Among the records, how many lines contain "wheel"? Only the number is needed.

**Study material:**
- Opening Delimiter -

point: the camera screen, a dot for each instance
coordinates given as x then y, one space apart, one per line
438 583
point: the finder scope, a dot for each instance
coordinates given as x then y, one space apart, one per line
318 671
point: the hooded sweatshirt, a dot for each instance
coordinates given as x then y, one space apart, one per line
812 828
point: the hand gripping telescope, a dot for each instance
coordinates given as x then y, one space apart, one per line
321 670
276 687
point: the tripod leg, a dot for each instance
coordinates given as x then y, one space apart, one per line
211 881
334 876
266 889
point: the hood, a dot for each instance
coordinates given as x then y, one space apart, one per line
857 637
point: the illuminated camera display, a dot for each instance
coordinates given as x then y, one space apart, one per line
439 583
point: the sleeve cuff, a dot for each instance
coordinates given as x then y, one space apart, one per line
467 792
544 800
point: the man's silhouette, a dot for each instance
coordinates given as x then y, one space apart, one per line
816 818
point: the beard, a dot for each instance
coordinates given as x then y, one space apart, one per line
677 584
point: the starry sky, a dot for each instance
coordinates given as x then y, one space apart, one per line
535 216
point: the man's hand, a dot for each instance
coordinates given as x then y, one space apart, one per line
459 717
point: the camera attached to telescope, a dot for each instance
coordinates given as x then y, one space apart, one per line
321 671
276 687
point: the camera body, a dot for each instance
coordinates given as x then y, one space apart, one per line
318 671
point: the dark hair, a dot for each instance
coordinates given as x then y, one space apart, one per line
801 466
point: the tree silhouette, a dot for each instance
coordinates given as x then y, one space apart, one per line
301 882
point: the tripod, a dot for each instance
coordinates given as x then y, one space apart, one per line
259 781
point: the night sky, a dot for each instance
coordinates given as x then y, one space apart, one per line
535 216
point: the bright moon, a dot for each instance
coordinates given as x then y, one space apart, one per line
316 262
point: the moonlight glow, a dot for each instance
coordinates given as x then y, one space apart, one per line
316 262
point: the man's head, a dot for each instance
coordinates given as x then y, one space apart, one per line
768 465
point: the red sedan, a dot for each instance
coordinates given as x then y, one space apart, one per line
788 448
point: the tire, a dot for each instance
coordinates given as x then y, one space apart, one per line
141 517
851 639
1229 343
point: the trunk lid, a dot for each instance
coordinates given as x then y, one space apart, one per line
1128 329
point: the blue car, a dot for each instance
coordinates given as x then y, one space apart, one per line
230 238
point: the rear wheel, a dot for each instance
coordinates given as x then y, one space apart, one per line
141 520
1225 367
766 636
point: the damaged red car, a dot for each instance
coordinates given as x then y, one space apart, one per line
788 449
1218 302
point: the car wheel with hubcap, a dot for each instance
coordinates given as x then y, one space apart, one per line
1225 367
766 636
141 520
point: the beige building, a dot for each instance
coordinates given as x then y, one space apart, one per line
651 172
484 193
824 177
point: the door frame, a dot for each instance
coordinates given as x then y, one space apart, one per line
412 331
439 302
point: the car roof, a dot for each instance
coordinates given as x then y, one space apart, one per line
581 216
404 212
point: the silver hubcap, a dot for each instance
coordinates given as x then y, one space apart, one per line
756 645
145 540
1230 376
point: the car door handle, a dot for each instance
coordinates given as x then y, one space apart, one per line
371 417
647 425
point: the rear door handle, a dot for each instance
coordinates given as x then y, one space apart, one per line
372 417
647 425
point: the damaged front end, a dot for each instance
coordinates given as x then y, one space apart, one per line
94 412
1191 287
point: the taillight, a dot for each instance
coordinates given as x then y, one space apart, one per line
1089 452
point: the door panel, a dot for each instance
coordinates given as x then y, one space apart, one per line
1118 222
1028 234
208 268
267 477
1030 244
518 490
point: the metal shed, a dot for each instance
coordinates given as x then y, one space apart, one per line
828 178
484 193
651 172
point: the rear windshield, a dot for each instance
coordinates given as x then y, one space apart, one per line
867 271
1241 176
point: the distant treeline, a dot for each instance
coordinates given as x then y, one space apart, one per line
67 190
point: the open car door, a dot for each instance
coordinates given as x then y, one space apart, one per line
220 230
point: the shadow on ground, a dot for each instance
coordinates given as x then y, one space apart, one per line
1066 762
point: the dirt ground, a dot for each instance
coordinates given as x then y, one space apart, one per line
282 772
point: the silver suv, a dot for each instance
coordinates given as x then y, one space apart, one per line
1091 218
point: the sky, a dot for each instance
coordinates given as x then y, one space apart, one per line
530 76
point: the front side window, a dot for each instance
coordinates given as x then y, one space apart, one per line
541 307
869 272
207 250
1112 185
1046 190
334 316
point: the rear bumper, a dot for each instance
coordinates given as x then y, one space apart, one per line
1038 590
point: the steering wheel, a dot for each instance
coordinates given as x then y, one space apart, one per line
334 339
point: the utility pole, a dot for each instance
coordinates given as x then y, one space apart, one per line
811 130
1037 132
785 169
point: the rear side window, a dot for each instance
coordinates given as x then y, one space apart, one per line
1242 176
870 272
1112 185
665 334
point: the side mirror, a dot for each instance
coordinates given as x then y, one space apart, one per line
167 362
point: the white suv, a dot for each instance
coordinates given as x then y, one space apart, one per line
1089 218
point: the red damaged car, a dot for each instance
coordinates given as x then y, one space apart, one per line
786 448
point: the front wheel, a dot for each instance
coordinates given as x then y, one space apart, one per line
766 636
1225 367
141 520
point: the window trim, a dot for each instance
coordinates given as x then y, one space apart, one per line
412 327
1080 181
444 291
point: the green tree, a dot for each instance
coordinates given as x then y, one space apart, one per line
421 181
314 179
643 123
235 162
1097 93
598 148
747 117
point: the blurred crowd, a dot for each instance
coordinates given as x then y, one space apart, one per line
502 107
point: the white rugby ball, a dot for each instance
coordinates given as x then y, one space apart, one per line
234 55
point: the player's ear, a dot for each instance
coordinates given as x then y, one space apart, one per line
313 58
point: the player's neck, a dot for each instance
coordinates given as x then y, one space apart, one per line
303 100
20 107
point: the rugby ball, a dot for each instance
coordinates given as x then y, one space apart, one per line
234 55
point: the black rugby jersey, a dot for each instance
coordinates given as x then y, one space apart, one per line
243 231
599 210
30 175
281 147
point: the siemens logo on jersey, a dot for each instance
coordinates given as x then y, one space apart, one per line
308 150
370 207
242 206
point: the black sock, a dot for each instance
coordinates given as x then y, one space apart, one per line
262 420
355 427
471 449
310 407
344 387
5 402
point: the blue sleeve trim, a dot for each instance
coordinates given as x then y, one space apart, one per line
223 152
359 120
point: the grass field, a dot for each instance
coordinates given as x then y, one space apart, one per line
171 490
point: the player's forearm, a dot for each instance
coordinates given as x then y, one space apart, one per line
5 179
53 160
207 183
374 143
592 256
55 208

- Closing Delimiter -

**Answer to the exercise:**
4